TASK DESCRIPTION: Rewrite the aquarium post between "I have to admit, I" and "they look like.", inclusive, changing "corbicula mussels" to "freshwater clams".
───── SOURCE PASSAGE
This is using NativePlanter's suggested dose of 1 oz per 10 gallons, and that was per water volume, not tank volume (I use deep sandbeds which occupy a fair amount of the tank volume).
I have to admit, I got a little itchy last night, as the cyano crashed (didn't realize there was this much in there), the tank turned kool-aid red, like some plague of Moses or something. But no one seemed very bothered by it. I had a couple corbicula mussels surface in the 100 gallon, but they're reset themselves into the substrate today. The tanks are now un-red, and have a tannic, yet crystal appearance, if that makes any sense.
I'll be doing my usual 50% monthly water changes on Sunday, which will be the first chance I'll get at it. I would imagine that while the H202 would oxidize a lot of the carbon fixed by algae into CO2 (the bubbles you will see), there's still got to be an overall increase in nutrient loading (or re-loading, however you want to look at it). It will definately be interesting to crack open the canister filters and see what they look like.
I had a pretty heavy mess in my Florida tank due to feeding a large amount of pellet food (I knew I hated pellet and flake for some reason), and so this tank looks like it will require another dose. However, I can't say that it was the fortitude of the cyano in this system... I absent mindedly left a carbon bag in for the first 5 minutes right where I was dosing into, so that probably ate up a good deal of the peroxide off the bat. Still, as bloody red as the tank was, I'd hate to see everything purge at once
![:)](http://forum.nanfa.org/public/style_emoticons/default/icon_smile.gif)
──────────
───── PROVIDED RECORDS
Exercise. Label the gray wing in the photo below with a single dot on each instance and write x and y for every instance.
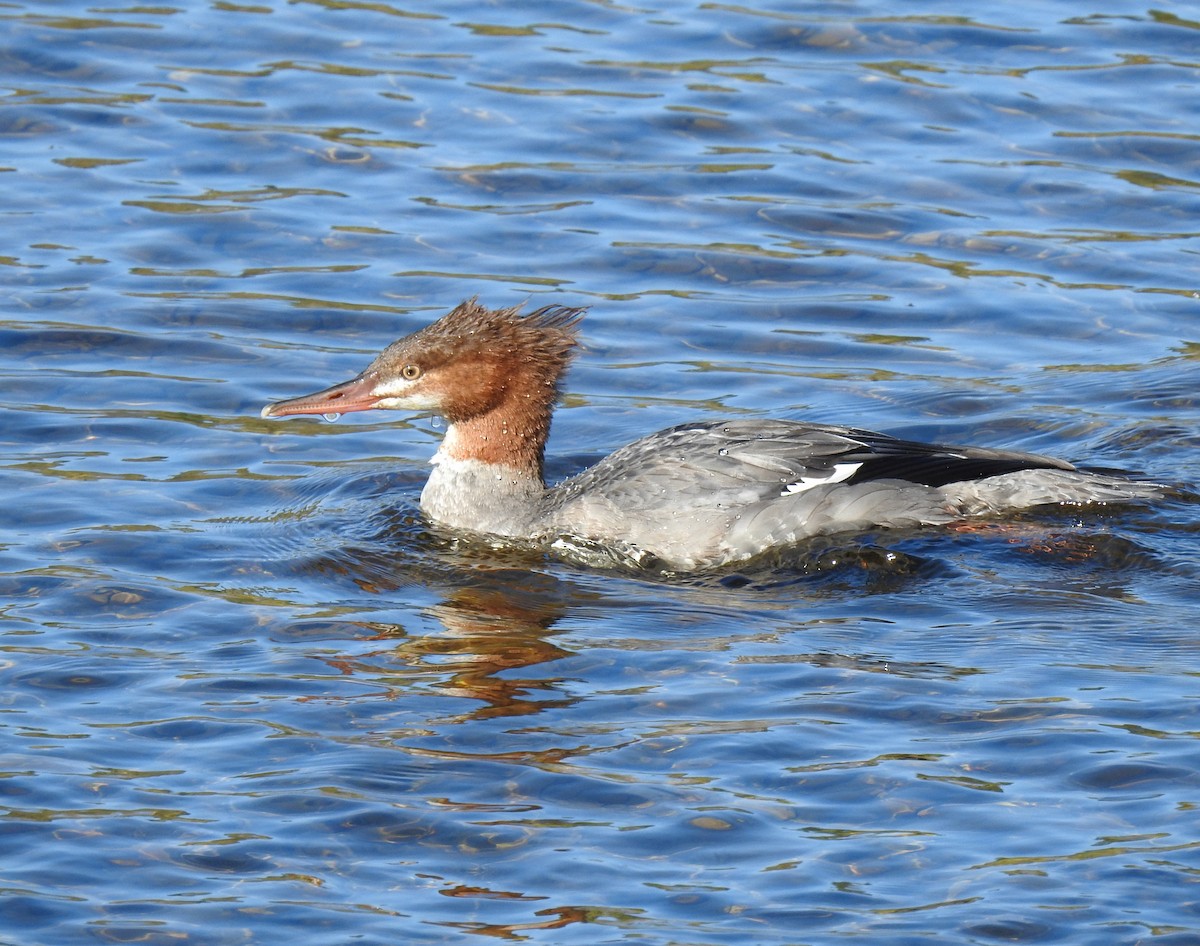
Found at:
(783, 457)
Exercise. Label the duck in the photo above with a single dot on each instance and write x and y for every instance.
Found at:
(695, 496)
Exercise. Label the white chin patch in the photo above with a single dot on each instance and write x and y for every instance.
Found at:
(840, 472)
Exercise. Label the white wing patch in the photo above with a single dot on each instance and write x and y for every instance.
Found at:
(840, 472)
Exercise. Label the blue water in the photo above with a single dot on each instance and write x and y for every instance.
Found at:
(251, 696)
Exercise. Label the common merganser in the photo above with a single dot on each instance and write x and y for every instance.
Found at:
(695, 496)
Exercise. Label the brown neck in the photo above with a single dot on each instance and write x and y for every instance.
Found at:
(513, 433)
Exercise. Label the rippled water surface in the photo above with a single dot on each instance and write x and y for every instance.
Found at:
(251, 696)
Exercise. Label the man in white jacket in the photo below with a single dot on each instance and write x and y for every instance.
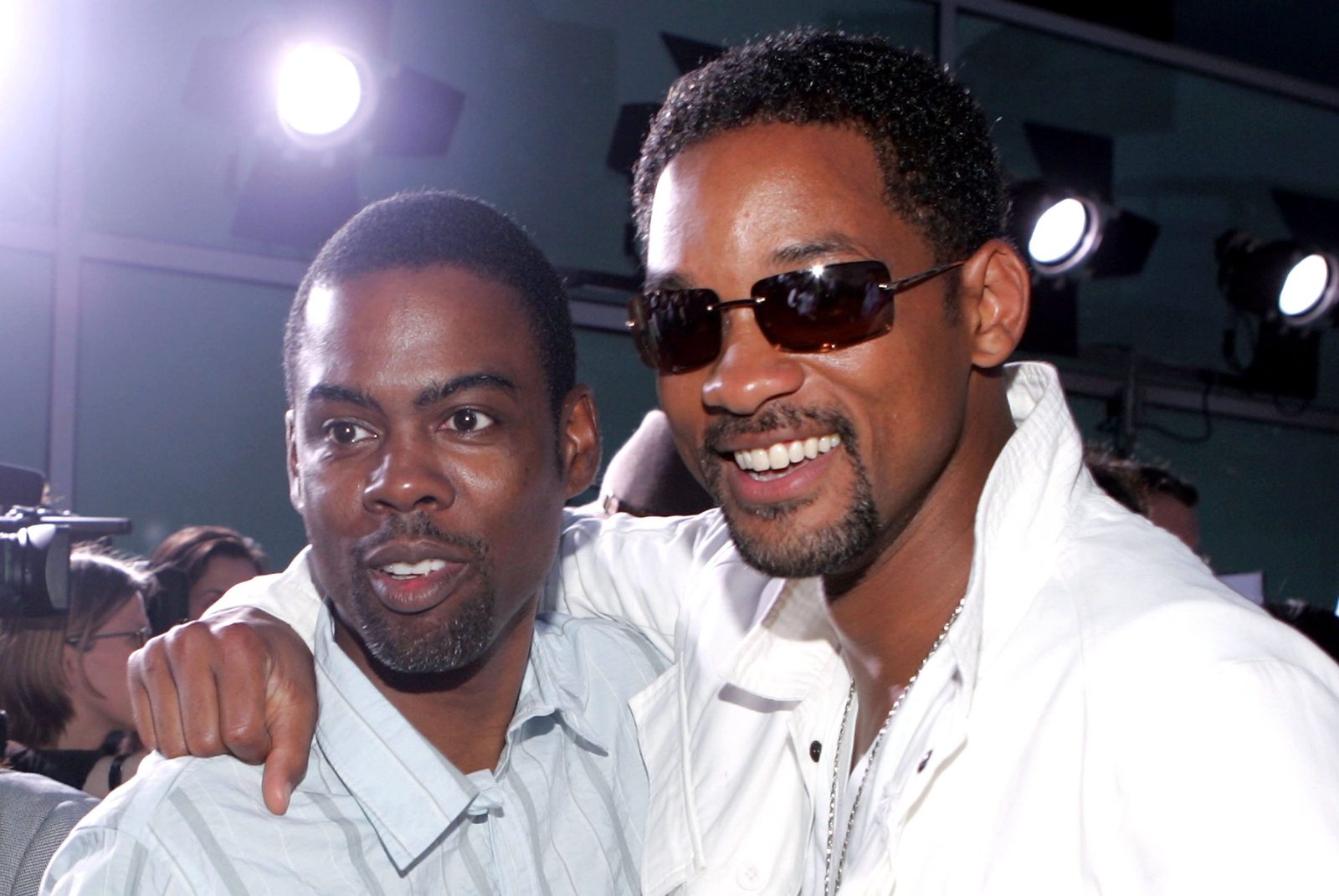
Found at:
──────────
ANSWER TO THIS EXERCISE:
I have to admit, I got a little itchy last night, as the cyano crashed (didn't realize there was this much in there), the tank turned kool-aid red, like some plague of Moses or something. But no one seemed very bothered by it. I had a couple freshwater clams surface in the 100 gallon, but they're reset themselves into the substrate today. The tanks are now un-red, and have a tannic, yet crystal appearance, if that makes any sense.
I'll be doing my usual 50% monthly water changes on Sunday, which will be the first chance I'll get at it. I would imagine that while the H202 would oxidize a lot of the carbon fixed by algae into CO2 (the bubbles you will see), there's still got to be an overall increase in nutrient loading (or re-loading, however you want to look at it). It will definately be interesting to crack open the canister filters and see what they look like.